Pero Matías Pérez, de origen portugués, desapareció como en un espectáculo. (Y cuanto sigue se imbrica con un perfile muy general del episodio, devenido en tema costumbrista.) Fabricante de toldos en San Cristóbal de La Habana, al parecer era un hombre tentado por la necesidad de trascendencia. Y quiso convertirse en precursor de la aeronáutica cubana. En exacta evaluación lo es. Pero no gozó su mérito en vanidad corporal. Porque el 29 de junio de 1857, cuando en la plaza de Marte -cerca de donde se empina hoy el Capitolio- cortó las amarras de su globo aerostático llamado “La villa de París”, un viento aleve lo empujó hacia el mar. Y ante el público boquiabierto, como en un circo ante los trapecistas, se fue alejando para siempre como una pluma en el torbellino sin fin del espacio.
Tampoco la posteridad se le ha rendido oficialmente al globonauta el reconocimiento que ganó con su intento de insertar a Cuba en los esfuerzos mundiales que durante esos años se sudaban en ciudades luminarias –digamos París-, con el fin de que la humanidad se sostuviera en el aire, como había previsto Leonardo en el Renacimiento. Salvo la página de Álvaro de la Iglesia, en Tradiciones cubanas; el capítulo que el doctor Tomás Terry llenó con la curva vital de Matías en su libro El correo aéreo en Cuba, y algunas recientes crónicas en libros de Rolando Aniceto y Orlando Carrió, entre alguno más que olvido, y sellos de correos y una obra teatral, no conozco una tarja, o un aeródromo, un establecimiento, un habano que hagan flotar en la memoria de cada día el vuelo frustrado de aquel habanero entusiasta. Al parecer, Matías Pérez no clasifica en el prontuario que la historia de la ciencia y la técnica, avara e irregular, somete a los aspirantes de la perdurabilidad.

== CONSIGNA A ==
Enumera todas las personas que se mencionan por su nombre en el texto sobre Matías Pérez, incluido él mismo.
== CONSIGNA B ==
Escribe la continuación del texto sobre el globonauta Matías Pérez a partir de su última oración.
Las líneas que aparecen más adelante no hacen falta para resolver nada.

== DATOS REGISTRADOS ==
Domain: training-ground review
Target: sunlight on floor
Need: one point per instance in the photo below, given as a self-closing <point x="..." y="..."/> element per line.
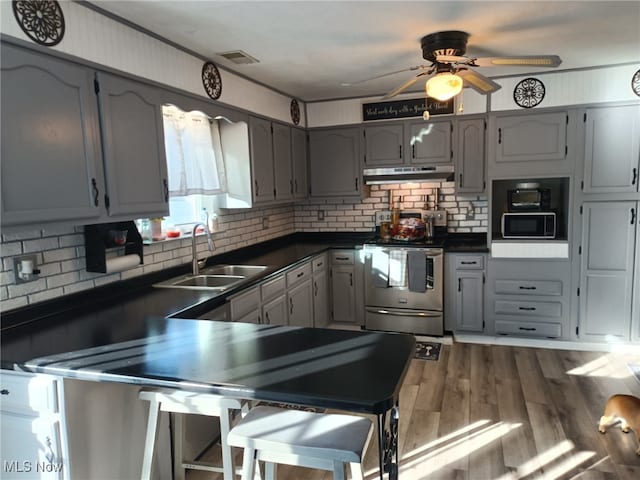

== RESPUESTA ESPERADA A ==
- Matías Pérez
- Leonardo
- Álvaro de la Iglesia
- Tomás Terry
- Rolando Aniceto
- Orlando Carrió

== RESPUESTA ESPERADA B ==
Todos los que escriben señalan, sin embargo, que el pueblo, con su talento para pulir el oro viejo de los valores, perpetuó la hazaña del intrépido, y tal vez inconsciente, piloto. Convengamos que Matías no aportó ningún aditamento al aerostato, ni ningún principio o ley a la navegación. Pero a la gente llana le resultó admirable la decisión de aquel progresista vecino que, poco apercibido en recursos y conocimientos, se ofreció voluntariamente como piloto de prueba cuando ni los ojos servían de fiable radar. Y don Matías dejó de ser un Pérez cualquiera, según la locución castiza, y pasó a residir en una frase, tan añeja como la incierta travesía del toldero, que se aplica desde entonces, como sabemos de sobra, a quienes se apartan del medio habitual, o emigran, o se esconden para no pagar cuanto deben: voló como Matías Pérez.